··· RECORDS SUPPLIED
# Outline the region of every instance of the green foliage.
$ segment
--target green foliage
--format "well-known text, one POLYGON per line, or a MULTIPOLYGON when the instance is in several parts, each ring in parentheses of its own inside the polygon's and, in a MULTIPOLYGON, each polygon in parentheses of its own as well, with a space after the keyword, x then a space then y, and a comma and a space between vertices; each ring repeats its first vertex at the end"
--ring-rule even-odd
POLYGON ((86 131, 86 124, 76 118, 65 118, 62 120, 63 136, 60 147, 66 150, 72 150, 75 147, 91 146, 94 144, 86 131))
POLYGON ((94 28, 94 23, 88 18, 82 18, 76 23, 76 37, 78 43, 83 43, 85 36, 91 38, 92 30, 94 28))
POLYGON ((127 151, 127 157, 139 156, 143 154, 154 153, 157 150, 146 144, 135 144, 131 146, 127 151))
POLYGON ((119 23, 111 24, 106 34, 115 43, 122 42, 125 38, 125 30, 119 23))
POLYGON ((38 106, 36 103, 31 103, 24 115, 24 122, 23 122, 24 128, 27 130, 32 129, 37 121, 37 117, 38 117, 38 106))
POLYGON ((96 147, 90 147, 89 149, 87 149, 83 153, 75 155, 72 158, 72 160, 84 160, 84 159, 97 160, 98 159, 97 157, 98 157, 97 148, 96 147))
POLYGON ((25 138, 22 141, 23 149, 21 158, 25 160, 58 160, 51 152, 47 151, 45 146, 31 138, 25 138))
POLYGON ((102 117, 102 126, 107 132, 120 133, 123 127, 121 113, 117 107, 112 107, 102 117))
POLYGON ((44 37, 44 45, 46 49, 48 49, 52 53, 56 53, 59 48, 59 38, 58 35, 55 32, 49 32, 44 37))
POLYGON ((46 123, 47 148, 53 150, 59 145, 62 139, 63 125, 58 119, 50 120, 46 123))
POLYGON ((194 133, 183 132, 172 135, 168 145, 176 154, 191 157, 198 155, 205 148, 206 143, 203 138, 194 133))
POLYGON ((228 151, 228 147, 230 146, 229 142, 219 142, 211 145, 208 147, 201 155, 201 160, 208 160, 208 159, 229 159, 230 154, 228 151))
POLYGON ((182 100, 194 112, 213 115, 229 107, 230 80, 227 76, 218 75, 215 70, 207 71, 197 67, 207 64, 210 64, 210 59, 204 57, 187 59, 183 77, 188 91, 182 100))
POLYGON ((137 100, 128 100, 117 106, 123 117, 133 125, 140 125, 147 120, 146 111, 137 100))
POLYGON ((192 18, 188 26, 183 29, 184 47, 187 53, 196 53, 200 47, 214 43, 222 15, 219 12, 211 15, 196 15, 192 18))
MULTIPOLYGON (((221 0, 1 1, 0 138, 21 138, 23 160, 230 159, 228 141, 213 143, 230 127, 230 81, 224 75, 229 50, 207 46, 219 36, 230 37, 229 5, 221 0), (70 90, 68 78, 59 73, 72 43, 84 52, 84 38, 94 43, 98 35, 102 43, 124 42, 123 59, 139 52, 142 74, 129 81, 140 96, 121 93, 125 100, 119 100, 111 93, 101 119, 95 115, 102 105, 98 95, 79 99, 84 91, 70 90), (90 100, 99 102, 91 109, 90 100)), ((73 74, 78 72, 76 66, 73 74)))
······
**JOB**
Reproduce the entire listing above word for word, with no changes.

**RESULT BELOW**
# Outline the region of every instance of the green foliage.
$ segment
--target green foliage
--format "well-known text, one POLYGON per line, or a MULTIPOLYGON when the instance is in several parts, each ring in parentheses of its own inside the polygon's and, in a MULTIPOLYGON, each polygon in parentheses of its own as well, with a space after the keyword, x then a space then y, and a comma and a space between vertices; each ring repeats its first vertex at the end"
--ring-rule even-odd
POLYGON ((86 131, 86 124, 76 118, 65 118, 62 120, 63 136, 60 147, 66 150, 72 150, 75 147, 91 146, 94 144, 86 131))
POLYGON ((94 28, 94 23, 88 18, 82 18, 76 23, 76 37, 78 43, 83 43, 85 36, 91 38, 92 30, 94 28))
POLYGON ((127 151, 127 157, 139 156, 143 154, 154 153, 157 150, 146 144, 135 144, 131 146, 127 151))
POLYGON ((119 23, 111 24, 106 34, 115 43, 122 42, 125 38, 125 30, 119 23))
POLYGON ((38 106, 36 103, 31 103, 24 115, 24 122, 23 122, 24 128, 27 130, 32 129, 37 121, 37 117, 38 117, 38 106))
POLYGON ((96 147, 90 147, 89 149, 87 149, 83 153, 75 155, 72 158, 72 160, 84 160, 84 159, 97 160, 98 159, 97 157, 98 157, 97 148, 96 147))
POLYGON ((25 138, 22 141, 23 149, 21 158, 25 160, 58 160, 51 152, 47 151, 45 146, 31 138, 25 138))
POLYGON ((102 117, 102 126, 107 132, 120 133, 123 127, 121 113, 117 107, 112 107, 102 117))
POLYGON ((44 37, 44 45, 46 49, 48 49, 52 53, 56 53, 59 48, 59 38, 58 35, 55 32, 49 32, 44 37))
POLYGON ((46 123, 47 148, 53 150, 59 145, 62 139, 63 125, 58 119, 50 120, 46 123))
POLYGON ((194 133, 183 132, 172 135, 168 145, 176 154, 191 157, 198 155, 205 148, 206 143, 203 138, 194 133))
POLYGON ((228 151, 228 147, 230 146, 229 142, 219 142, 211 145, 208 147, 201 155, 201 160, 208 160, 208 159, 229 159, 230 154, 228 151))
POLYGON ((182 100, 194 112, 213 115, 229 107, 230 80, 227 76, 218 75, 215 70, 207 71, 197 67, 207 64, 210 64, 210 59, 204 57, 187 59, 183 77, 188 91, 182 100))
POLYGON ((137 100, 128 100, 117 106, 123 117, 133 125, 140 125, 147 120, 146 111, 137 100))
POLYGON ((192 18, 188 26, 183 29, 184 47, 187 53, 196 53, 200 47, 214 43, 222 15, 219 12, 211 15, 196 15, 192 18))
MULTIPOLYGON (((221 0, 1 1, 0 138, 21 138, 23 160, 230 159, 228 141, 213 143, 230 127, 230 81, 224 75, 229 50, 207 46, 219 36, 230 37, 229 5, 221 0), (70 90, 68 78, 59 73, 72 43, 84 52, 84 38, 94 43, 98 35, 102 43, 124 42, 123 59, 139 52, 142 74, 129 81, 140 96, 121 93, 125 100, 119 100, 111 93, 101 119, 95 115, 102 105, 98 95, 79 99, 84 91, 70 90), (90 100, 99 102, 91 109, 90 100)), ((73 74, 78 72, 76 66, 73 74)))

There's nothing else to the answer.